■ RECORDS ■
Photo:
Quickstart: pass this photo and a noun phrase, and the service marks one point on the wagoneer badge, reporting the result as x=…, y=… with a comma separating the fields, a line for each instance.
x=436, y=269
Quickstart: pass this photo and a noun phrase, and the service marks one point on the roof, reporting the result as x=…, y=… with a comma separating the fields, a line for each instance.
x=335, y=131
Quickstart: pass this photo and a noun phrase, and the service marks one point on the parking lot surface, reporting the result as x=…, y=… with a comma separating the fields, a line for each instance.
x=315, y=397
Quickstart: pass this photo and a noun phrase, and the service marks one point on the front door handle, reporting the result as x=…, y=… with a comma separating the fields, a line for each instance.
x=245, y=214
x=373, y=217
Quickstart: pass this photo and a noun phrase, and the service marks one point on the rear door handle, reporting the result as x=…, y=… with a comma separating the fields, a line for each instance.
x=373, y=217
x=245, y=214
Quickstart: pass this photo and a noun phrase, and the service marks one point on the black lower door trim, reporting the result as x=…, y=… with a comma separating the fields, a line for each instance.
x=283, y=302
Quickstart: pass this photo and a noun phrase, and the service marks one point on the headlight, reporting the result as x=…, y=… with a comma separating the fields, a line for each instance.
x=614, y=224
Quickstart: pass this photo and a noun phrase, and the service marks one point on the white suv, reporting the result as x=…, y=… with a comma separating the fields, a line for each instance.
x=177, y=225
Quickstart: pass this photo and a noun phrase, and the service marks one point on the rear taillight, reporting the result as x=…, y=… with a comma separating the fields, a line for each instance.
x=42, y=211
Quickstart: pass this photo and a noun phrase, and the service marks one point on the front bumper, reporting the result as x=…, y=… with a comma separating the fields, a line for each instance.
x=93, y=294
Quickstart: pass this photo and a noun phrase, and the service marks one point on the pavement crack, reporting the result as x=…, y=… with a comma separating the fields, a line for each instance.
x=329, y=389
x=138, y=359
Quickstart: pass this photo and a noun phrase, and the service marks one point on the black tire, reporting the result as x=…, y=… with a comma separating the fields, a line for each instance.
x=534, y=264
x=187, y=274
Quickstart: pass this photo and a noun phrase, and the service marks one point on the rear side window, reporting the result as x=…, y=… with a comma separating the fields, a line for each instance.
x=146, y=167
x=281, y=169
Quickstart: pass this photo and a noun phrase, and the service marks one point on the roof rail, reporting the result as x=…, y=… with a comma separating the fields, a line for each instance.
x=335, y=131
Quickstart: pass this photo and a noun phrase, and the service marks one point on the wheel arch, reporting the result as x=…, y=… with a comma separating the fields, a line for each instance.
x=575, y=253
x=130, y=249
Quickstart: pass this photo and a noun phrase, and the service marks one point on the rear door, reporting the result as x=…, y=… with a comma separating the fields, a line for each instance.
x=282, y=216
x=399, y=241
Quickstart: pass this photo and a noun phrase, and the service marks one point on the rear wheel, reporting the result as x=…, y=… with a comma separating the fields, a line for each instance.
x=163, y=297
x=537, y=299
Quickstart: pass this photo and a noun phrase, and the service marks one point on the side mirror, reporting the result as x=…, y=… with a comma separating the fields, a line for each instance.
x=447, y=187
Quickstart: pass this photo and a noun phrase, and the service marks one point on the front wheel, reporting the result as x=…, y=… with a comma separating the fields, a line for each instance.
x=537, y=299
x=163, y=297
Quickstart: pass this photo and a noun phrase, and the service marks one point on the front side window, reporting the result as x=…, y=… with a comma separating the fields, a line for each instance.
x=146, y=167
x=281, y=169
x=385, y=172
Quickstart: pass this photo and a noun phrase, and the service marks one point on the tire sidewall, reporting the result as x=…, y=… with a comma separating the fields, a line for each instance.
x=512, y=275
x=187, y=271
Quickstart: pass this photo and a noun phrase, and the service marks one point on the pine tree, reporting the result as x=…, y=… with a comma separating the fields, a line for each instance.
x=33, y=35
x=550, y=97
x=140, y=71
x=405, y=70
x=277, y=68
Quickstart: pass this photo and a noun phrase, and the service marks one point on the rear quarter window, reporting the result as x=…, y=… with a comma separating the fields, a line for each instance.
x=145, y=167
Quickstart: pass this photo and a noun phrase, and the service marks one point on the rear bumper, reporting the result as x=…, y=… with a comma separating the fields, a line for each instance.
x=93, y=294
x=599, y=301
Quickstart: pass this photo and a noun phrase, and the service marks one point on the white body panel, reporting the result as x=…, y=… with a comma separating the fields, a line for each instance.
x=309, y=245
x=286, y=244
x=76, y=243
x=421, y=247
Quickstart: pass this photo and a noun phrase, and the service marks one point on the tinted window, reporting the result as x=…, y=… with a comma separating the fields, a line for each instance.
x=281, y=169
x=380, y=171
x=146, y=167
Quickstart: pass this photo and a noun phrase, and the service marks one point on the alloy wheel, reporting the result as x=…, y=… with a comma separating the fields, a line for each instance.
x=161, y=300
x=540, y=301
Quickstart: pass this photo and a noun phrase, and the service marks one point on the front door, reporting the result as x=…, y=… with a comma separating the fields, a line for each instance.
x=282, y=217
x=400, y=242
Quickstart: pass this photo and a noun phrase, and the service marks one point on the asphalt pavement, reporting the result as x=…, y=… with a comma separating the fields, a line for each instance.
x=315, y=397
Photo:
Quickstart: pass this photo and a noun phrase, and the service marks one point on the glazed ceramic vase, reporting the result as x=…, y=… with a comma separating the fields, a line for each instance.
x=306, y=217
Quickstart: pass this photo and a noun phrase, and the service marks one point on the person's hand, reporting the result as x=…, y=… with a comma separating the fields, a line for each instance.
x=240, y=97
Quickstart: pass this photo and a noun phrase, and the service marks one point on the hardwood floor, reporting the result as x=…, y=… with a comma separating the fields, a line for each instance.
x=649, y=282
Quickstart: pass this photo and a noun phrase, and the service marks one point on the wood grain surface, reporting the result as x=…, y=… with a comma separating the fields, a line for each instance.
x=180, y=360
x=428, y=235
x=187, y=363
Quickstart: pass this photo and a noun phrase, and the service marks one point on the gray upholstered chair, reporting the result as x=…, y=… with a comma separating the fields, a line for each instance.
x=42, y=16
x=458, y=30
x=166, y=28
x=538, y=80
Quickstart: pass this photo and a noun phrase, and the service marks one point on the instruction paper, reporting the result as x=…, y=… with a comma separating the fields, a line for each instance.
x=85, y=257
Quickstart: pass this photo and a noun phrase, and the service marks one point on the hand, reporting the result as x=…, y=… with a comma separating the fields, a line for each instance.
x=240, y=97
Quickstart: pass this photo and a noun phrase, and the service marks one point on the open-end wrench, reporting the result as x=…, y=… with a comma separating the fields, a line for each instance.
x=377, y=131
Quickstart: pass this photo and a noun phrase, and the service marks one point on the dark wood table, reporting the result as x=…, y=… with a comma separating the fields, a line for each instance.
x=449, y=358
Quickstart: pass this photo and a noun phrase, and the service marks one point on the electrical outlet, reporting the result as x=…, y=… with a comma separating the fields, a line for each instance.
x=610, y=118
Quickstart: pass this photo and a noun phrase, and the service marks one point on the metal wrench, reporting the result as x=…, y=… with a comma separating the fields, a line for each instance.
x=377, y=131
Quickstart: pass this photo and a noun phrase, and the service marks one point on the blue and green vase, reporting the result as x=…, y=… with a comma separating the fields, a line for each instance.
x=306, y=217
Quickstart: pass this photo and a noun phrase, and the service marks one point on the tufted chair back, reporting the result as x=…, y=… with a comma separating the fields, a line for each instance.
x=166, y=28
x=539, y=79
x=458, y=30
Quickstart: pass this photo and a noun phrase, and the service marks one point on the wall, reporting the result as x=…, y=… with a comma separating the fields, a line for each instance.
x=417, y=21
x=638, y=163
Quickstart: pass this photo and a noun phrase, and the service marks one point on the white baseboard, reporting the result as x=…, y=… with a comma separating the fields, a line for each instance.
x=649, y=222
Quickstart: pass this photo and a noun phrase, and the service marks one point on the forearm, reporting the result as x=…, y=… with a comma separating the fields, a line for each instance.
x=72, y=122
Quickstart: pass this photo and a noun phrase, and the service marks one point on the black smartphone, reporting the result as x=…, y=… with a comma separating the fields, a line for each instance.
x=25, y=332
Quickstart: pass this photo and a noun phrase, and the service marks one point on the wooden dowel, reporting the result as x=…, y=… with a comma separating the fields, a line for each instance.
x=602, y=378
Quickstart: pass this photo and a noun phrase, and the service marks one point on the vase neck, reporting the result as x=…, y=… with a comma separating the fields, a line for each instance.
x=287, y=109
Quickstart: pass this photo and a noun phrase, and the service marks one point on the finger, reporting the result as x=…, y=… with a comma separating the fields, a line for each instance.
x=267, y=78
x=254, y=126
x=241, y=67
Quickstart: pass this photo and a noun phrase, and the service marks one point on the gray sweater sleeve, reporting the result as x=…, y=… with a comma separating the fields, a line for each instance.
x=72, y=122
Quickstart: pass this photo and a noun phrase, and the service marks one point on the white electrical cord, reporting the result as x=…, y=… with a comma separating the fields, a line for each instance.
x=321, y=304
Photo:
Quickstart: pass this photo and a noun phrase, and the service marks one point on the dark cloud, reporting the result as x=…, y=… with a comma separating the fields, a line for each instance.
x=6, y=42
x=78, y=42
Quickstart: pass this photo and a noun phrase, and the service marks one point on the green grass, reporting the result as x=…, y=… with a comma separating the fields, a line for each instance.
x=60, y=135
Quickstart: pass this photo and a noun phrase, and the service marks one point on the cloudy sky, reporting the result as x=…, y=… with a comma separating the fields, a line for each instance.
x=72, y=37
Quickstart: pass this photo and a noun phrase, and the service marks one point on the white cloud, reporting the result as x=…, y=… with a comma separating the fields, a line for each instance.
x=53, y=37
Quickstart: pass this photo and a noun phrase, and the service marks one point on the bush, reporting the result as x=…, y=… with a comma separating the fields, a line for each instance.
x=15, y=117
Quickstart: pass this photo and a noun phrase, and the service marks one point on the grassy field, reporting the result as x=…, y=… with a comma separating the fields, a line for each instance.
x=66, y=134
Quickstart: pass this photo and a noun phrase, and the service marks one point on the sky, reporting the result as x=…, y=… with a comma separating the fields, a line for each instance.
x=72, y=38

■ WORK INSTRUCTION ■
Print the line that contains "on the cloudy" and each line after it up to the end of the listing, exactly as written.

■ RESULT OF THIS EXERCISE ■
Quickstart: pass this photo and a noun phrase, and the service marks one point on the cloudy sky, reporting the result as x=…, y=… with a comma separating the fields, a line for each instance.
x=72, y=37
Quickstart: pass this photo and a noun phrase, and the service marks one point on the white cloud, reporting the result as x=…, y=… with a comma separating the fields, a line for each instance.
x=53, y=37
Quickstart: pass this photo and a noun phrase, and the service marks one point on the bush, reporting the result as x=…, y=… with a comma separating the fields, a line for each instance.
x=15, y=117
Quickstart: pass this photo and a noun phrase, and the service marks one point on the grassy field, reporting the result as x=…, y=… with a comma separating the fields, a line for each instance.
x=66, y=134
Quickstart: pass this photo and a noun phrase, and the service marks one point on the sky, reporting the result as x=…, y=… with a comma separating the fields, a line for each instance.
x=72, y=38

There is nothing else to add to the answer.